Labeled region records
=-=-=
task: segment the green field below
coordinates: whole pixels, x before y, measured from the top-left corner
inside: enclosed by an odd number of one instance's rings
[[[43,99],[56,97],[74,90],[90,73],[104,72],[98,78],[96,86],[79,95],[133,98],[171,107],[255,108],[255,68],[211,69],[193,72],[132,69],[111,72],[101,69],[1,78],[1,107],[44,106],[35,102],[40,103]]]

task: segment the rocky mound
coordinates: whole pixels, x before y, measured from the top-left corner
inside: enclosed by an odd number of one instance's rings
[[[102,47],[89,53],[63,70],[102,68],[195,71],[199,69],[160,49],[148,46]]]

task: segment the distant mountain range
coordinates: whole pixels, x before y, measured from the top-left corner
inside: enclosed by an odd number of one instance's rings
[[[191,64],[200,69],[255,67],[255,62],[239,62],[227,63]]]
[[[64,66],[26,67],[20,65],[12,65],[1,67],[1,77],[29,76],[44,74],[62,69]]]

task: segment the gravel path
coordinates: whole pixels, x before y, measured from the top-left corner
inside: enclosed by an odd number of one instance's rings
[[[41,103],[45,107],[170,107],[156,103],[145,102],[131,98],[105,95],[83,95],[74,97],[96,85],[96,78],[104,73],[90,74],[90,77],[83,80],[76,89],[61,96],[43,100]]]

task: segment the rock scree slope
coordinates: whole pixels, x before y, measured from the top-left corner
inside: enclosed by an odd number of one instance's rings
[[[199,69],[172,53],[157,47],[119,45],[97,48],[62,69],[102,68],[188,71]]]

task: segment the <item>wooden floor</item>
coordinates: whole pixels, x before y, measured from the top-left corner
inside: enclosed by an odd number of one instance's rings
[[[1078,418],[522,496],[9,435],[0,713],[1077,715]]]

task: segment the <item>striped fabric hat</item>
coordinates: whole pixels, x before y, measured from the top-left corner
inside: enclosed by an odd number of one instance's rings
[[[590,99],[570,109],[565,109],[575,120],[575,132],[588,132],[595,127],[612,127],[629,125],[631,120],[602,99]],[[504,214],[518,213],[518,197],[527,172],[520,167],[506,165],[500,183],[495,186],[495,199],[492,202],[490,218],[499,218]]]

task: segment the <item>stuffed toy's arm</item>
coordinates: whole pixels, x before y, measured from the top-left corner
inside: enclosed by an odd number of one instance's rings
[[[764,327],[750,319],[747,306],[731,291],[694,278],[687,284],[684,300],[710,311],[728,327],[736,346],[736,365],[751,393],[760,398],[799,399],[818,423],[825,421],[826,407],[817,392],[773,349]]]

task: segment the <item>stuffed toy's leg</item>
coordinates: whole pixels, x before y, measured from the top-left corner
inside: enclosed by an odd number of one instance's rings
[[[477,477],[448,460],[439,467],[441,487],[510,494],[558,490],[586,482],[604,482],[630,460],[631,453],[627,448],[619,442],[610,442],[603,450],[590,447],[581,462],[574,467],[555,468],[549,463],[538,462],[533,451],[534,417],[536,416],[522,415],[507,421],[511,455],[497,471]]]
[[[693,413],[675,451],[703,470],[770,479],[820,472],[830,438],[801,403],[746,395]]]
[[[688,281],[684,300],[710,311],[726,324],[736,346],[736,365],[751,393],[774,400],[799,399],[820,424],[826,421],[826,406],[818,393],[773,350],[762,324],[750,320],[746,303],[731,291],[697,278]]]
=-=-=
What this task involves: Please give every line of the labeled region records above as a Markdown table with two columns, "No." for the row number and "Line" for the line itself, leaving out blank lines.

Task response:
| No. | Line |
|---|---|
| 1 | task: segment the green field below |
| 2 | coordinates: whole pixels, x before y, measured from the top-left corner |
| 3 | inside: enclosed by an odd number of one instance's rings |
| 4 | [[[43,99],[56,97],[74,90],[90,73],[104,72],[98,78],[96,86],[79,95],[133,98],[171,107],[255,108],[255,68],[211,69],[193,72],[132,69],[111,72],[101,69],[1,78],[1,107],[44,106],[35,102],[40,103]]] |
| 5 | task: segment the rocky mound |
| 6 | coordinates: whole pixels, x before y, measured from the top-left corner |
| 7 | inside: enclosed by an odd number of one instance's rings |
| 8 | [[[102,47],[89,53],[63,70],[102,68],[195,71],[199,69],[160,49],[148,46]]] |
| 9 | task: segment the distant mountain range |
| 10 | coordinates: whole pixels, x before y, measured from the top-left corner |
| 11 | inside: enclosed by an odd number of one instance's rings |
| 12 | [[[191,64],[200,69],[255,67],[255,62],[239,62],[227,63]]] |
| 13 | [[[64,66],[26,67],[20,65],[12,65],[1,67],[1,77],[29,76],[44,74],[62,69]]] |
| 14 | task: segment the gravel path |
| 15 | coordinates: whole pixels, x before y, measured from the top-left corner |
| 16 | inside: enclosed by an odd number of one instance's rings |
| 17 | [[[41,103],[45,107],[170,107],[156,103],[145,102],[131,98],[105,95],[83,95],[74,97],[96,85],[96,78],[104,73],[90,74],[90,77],[83,80],[76,89],[61,96],[43,100]]] |
| 18 | task: segment the rock scree slope |
| 19 | coordinates: whole pixels, x before y, measured from the top-left corner |
| 20 | inside: enclosed by an odd number of one instance's rings |
| 21 | [[[199,69],[172,53],[157,47],[119,45],[97,48],[62,69],[102,68],[188,71]]] |
| 22 | task: segment the <item>wooden floor</item> |
| 23 | coordinates: whole pixels, x before y, measured from the top-left corner |
| 24 | inside: enclosed by an odd number of one instance's rings |
| 25 | [[[1078,418],[522,496],[9,435],[0,713],[1077,715]]] |
| 26 | task: segment the <item>striped fabric hat</item> |
| 27 | coordinates: whole pixels, x before y, measured from the top-left corner |
| 28 | inside: enclosed by an odd number of one instance's rings |
| 29 | [[[590,99],[570,109],[565,109],[575,120],[575,132],[588,132],[595,127],[612,127],[629,125],[631,120],[602,99]],[[504,214],[518,213],[518,197],[527,172],[520,167],[506,165],[500,183],[495,186],[495,199],[492,202],[490,218],[499,218]]] |
| 30 | task: segment the <item>stuffed toy's arm</item> |
| 31 | coordinates: whole pixels, x before y, measured from the top-left corner |
| 32 | inside: enclosed by an odd number of one instance's rings |
| 33 | [[[764,327],[750,319],[747,306],[731,291],[694,278],[687,284],[684,300],[710,311],[728,327],[736,346],[736,365],[751,393],[760,398],[799,399],[818,423],[825,421],[826,407],[817,392],[773,349]]] |
| 34 | task: segment the <item>stuffed toy's leg</item> |
| 35 | coordinates: whole pixels, x before y, measured from the top-left corner |
| 36 | inside: enclosed by an odd number of one instance's rings |
| 37 | [[[477,477],[448,460],[439,467],[441,487],[510,494],[558,490],[586,482],[604,482],[630,460],[631,453],[627,448],[619,442],[610,442],[603,450],[590,447],[581,462],[574,467],[555,468],[549,463],[538,462],[533,451],[534,417],[536,416],[522,415],[507,421],[511,455],[497,471]]] |
| 38 | [[[693,413],[675,451],[703,470],[770,479],[820,472],[830,438],[801,403],[746,395]]] |
| 39 | [[[688,281],[684,300],[710,311],[726,324],[736,346],[736,365],[751,393],[774,400],[799,399],[820,424],[826,421],[826,406],[818,393],[773,350],[762,324],[750,320],[746,303],[731,291],[697,278]]] |